# Requirement
Each line should be copied exactly.

# Material to process
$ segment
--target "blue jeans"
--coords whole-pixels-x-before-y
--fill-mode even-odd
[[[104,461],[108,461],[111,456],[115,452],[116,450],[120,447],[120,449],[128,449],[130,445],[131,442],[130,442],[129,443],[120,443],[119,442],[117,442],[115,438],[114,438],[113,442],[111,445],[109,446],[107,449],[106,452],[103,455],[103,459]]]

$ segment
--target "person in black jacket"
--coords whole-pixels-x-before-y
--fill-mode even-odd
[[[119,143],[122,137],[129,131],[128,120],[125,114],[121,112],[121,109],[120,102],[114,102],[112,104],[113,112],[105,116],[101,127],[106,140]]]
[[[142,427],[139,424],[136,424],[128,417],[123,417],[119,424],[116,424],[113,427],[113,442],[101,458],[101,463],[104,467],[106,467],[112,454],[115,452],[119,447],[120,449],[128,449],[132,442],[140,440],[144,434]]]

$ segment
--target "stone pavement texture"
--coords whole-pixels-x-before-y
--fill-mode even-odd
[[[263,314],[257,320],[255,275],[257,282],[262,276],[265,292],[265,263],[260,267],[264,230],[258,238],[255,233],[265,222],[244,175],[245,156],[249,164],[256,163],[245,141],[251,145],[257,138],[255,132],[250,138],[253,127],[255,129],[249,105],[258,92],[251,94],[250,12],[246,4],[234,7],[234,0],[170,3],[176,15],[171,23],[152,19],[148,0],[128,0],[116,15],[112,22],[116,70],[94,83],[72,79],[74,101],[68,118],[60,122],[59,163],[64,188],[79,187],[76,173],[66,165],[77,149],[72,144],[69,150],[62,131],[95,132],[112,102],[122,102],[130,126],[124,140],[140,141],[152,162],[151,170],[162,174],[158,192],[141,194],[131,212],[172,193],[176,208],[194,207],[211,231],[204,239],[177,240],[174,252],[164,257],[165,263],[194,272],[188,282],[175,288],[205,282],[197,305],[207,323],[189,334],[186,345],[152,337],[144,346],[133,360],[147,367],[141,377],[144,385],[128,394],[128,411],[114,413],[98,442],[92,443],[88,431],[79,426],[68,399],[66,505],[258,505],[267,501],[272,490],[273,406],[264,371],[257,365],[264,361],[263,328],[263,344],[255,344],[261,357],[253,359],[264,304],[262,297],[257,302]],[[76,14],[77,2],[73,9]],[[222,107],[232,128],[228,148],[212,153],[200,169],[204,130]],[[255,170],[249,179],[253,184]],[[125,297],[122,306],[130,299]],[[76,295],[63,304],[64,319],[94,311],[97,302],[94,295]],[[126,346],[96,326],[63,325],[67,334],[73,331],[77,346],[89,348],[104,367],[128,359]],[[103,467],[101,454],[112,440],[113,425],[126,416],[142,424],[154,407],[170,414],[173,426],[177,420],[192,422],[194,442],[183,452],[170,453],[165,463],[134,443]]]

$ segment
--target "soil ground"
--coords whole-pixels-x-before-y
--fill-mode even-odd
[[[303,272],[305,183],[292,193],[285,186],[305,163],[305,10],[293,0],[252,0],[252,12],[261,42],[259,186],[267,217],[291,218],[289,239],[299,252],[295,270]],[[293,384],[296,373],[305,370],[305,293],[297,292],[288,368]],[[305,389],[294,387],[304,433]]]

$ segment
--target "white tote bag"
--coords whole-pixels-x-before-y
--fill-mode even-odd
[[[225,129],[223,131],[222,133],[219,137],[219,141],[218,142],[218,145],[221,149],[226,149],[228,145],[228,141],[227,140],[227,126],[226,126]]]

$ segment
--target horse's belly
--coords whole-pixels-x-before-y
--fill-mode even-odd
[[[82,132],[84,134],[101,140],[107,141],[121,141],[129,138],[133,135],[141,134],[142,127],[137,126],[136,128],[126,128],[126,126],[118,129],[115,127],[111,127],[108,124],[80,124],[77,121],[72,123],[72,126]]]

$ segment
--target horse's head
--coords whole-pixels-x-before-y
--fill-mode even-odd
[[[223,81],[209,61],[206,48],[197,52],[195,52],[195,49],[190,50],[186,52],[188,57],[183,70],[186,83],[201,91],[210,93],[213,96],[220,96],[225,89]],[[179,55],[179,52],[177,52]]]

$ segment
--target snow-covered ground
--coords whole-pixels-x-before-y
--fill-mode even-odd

# Completed exercise
$ segment
--target "blue jeans"
--coords whole-pixels-x-before-y
--fill-mode even-odd
[[[104,461],[108,461],[111,456],[115,452],[116,450],[120,447],[120,449],[128,449],[130,445],[131,442],[130,442],[129,443],[120,443],[119,442],[117,442],[115,438],[114,438],[113,442],[111,445],[109,446],[107,449],[106,452],[103,455],[103,459]]]

$ segment
--target "person in black jacket"
--coords whole-pixels-x-before-y
--fill-mode even-odd
[[[119,143],[122,137],[129,131],[128,120],[125,114],[121,112],[121,109],[120,102],[114,102],[112,104],[113,112],[105,116],[101,127],[106,140]]]
[[[142,427],[139,424],[136,424],[128,417],[123,417],[119,424],[116,424],[113,427],[113,442],[101,458],[101,463],[104,467],[106,467],[112,454],[115,452],[119,447],[120,449],[128,449],[132,442],[140,440],[144,434]]]

$ segment
--target "stone pavement texture"
--coords whole-pixels-x-before-y
--fill-mode even-odd
[[[263,314],[257,320],[255,275],[257,282],[262,276],[265,292],[265,263],[260,267],[264,230],[258,238],[255,233],[265,222],[244,175],[245,156],[249,164],[256,163],[245,141],[251,145],[257,138],[255,132],[250,138],[253,127],[255,129],[249,105],[258,92],[251,94],[250,12],[246,4],[234,7],[234,0],[170,3],[176,15],[171,23],[152,19],[148,0],[128,0],[116,15],[112,22],[116,70],[94,83],[72,79],[74,101],[68,118],[60,122],[59,163],[64,188],[79,187],[76,173],[66,165],[77,149],[72,144],[69,150],[62,131],[95,132],[112,102],[122,102],[130,126],[124,140],[140,141],[152,162],[151,170],[162,174],[158,192],[141,194],[131,212],[172,193],[176,208],[194,207],[211,231],[204,239],[177,240],[174,252],[164,257],[165,263],[194,272],[188,282],[175,288],[205,282],[197,305],[207,323],[189,334],[186,345],[152,337],[144,346],[133,360],[147,367],[141,377],[144,385],[128,394],[128,411],[114,413],[98,442],[92,443],[88,431],[79,426],[68,399],[66,505],[258,505],[267,501],[272,490],[273,406],[264,371],[257,365],[264,361],[263,328],[263,344],[255,344],[261,357],[253,359],[264,304],[262,297],[257,302]],[[76,14],[77,2],[73,9]],[[222,107],[232,128],[228,148],[212,153],[200,169],[204,130]],[[255,170],[249,179],[253,184]],[[125,297],[122,306],[130,299]],[[76,295],[63,304],[64,319],[94,311],[97,302],[94,295]],[[126,346],[96,326],[63,325],[67,334],[73,331],[77,346],[89,348],[104,367],[128,359]],[[103,467],[101,454],[112,440],[113,425],[126,416],[142,424],[154,407],[170,414],[173,426],[177,420],[192,422],[194,442],[183,452],[170,453],[165,463],[134,443]]]

$ segment
--target "soil ground"
--coords whole-pixels-x-before-y
--fill-mode even-odd
[[[303,272],[305,183],[292,193],[285,186],[305,163],[305,10],[293,0],[252,0],[252,12],[261,42],[259,186],[267,217],[291,218],[289,239],[299,252],[295,270]],[[293,384],[296,373],[305,370],[305,293],[297,292],[288,368]],[[305,389],[294,387],[304,433]]]

$ segment
--target "white tote bag"
--coords whole-pixels-x-before-y
--fill-mode even-odd
[[[225,129],[223,131],[222,133],[219,137],[219,141],[218,142],[218,145],[221,149],[226,149],[228,145],[228,141],[227,140],[227,126],[226,126]]]

$ segment
--target horse's belly
--coords whole-pixels-x-before-y
--fill-mode even-odd
[[[82,132],[84,134],[101,140],[107,141],[121,141],[129,138],[133,135],[141,134],[142,127],[137,126],[136,128],[126,128],[126,126],[118,129],[115,127],[111,127],[108,124],[80,124],[77,121],[72,123],[72,126]]]

$ segment
--target horse's head
--coords whole-pixels-x-before-y
--fill-mode even-odd
[[[223,81],[209,61],[206,48],[197,52],[195,52],[195,49],[190,50],[186,52],[188,57],[183,70],[186,83],[201,91],[210,93],[213,96],[220,96],[225,89]],[[179,55],[179,52],[177,52]]]

$ segment
--target snow-covered ground
--coords whole-pixels-x-before-y
--fill-mode even-odd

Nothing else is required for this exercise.